■ Tareas por realizar ■
1. ¿Concuerdan con el texto sobre el regalo de Pablo Iglesias a Felipe VI estas afirmaciones? Responde sí o no a cada una y cita literalmente las palabras del texto que lo deciden: (a) Iglesias entregó al Rey deuvedés de Juego de Tronos; (b) la serie pertenece al género de ciencia ficción; (c) Iglesias se disculpó por no respetar el protocolo.
2. ¿Puedes continuar el texto sobre el regalo de Pablo Iglesias a Felipe VI a partir de su última frase?

■ Fragmento para leer ■

Para Marisa Solo
7
(15 de abril de 2015)
En
el mediateatrillo diario de los rigurosos comunicadores y los sabios creadores
de opinión, no era infrecuente que las papelas progresistas coincidieran con
las conservadoras. O al revés. Cierto día, un suponer, en que Felipe VI visitó
las instituciones del Sacro Imperio Romano Germánico, y los procuradores hispanos
del Parlamento confederal europeo le hicieron los honores. Los que todo lo
miraban notaron y cronificaron que el aguerrido o pacífico Pablo Iglesias,
excusándose por «saltarse el protocolo», donó entonces al Rey unos anillos
mágicos, o deuvedés, que contenían incrustados los cromos móviles de «la
popular serie Juego de Tronos». El
Imperio confederal, las monarquías, la vieja costumbre de regalar libros —ora electrónicos
ora miniados manuscritos— a los monarcas… Así como muy enraizado todo en esta
prolongada Edad Media:
Iglesias ha
confesado en varias ocasiones que Juego
de Tronos es su serie favorita. Perteneciente al género fantástico y de
inspiración medieval, la serie relata, con altas dosis de intriga y violencia,
la lucha por el poder entre varias familias nobiliarias (Abc,
15-4-2015).

■ Datos almacenados ■
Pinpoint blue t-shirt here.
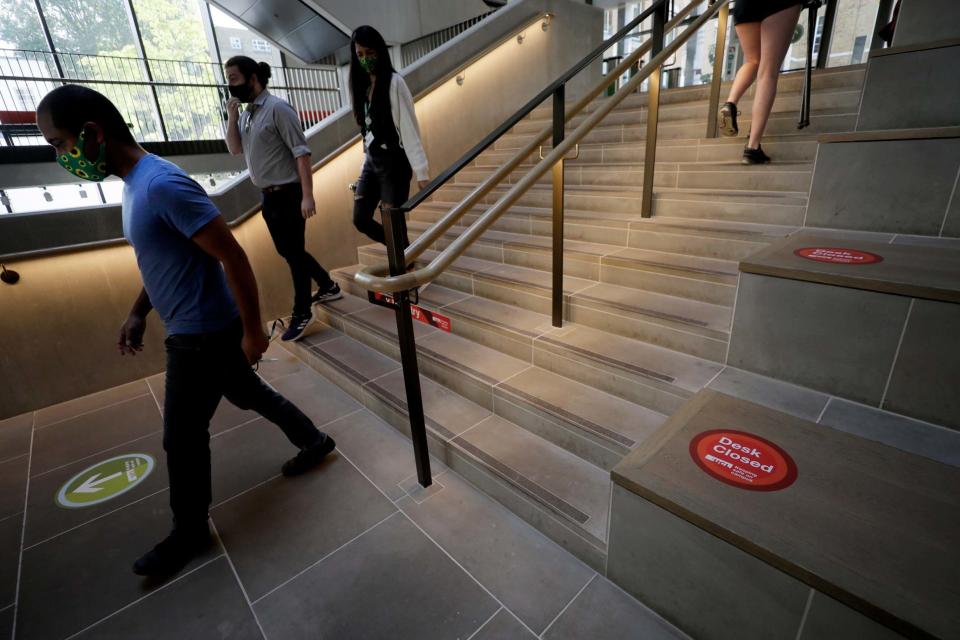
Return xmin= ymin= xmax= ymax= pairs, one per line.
xmin=123 ymin=154 xmax=239 ymax=335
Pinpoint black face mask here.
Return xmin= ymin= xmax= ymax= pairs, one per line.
xmin=227 ymin=84 xmax=253 ymax=102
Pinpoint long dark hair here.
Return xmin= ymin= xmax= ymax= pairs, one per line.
xmin=350 ymin=25 xmax=395 ymax=129
xmin=223 ymin=56 xmax=273 ymax=88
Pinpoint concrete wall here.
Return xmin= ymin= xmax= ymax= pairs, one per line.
xmin=857 ymin=44 xmax=960 ymax=131
xmin=893 ymin=0 xmax=960 ymax=47
xmin=302 ymin=0 xmax=490 ymax=43
xmin=727 ymin=273 xmax=960 ymax=429
xmin=804 ymin=137 xmax=960 ymax=237
xmin=0 ymin=0 xmax=602 ymax=418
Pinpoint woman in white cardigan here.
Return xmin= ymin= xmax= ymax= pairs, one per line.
xmin=350 ymin=26 xmax=430 ymax=248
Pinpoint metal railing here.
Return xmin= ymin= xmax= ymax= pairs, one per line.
xmin=355 ymin=0 xmax=729 ymax=487
xmin=400 ymin=9 xmax=496 ymax=67
xmin=0 ymin=49 xmax=341 ymax=145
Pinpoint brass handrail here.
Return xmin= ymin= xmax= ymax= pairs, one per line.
xmin=354 ymin=0 xmax=729 ymax=293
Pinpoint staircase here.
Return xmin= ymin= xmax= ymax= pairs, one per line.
xmin=291 ymin=62 xmax=864 ymax=571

■ Resultados por tarea ■
1.
(a) Sí: «donó entonces al Rey unos anillos mágicos, o deuvedés».
(b) No: «Perteneciente al género fantástico y de inspiración medieval».
(c) Sí: «excusándose por «saltarse el protocolo»».

2.
La
adolescencia permanente y erudita de Iglesias, pirrándose por hallar
inspiración política entre princesas mágicas y hábiles enanos, agradar al barbado
Rey nuestro Señor y hacer de paso mucha, pero que mucha pedagogía: «Le he
regalado la serie, que espero que le guste y le dé algunas claves para entender
la crisis política en España». Pirrándose, en fin, por salir, despojado del
casco y en camisón de descanso tras el mucho batallar, en una foto real, «un
día después del aniversario de la república». Refiriéndose al parecer no a
esta, sino a la serie tronil, «pues no la he visto», contestó desde las alturas,
muy en su papel de irradiar Gracia, Su Majestad. «No hemos hablado de nada,
solo generalidades», manifestó el barbado diputado del Exterior, después de
pasado el sofocón de los guardianes del protocolo: «Queremos evitar que se
forme un tapón a la entrada de Iglesias» (eldiario.es,
15-4-2015).
Ante
los tapones, tan problemáticos de suyo, las generalidades. Que alivian mucho
esos instantes del tensionar.
6
(27 de agosto de 1987)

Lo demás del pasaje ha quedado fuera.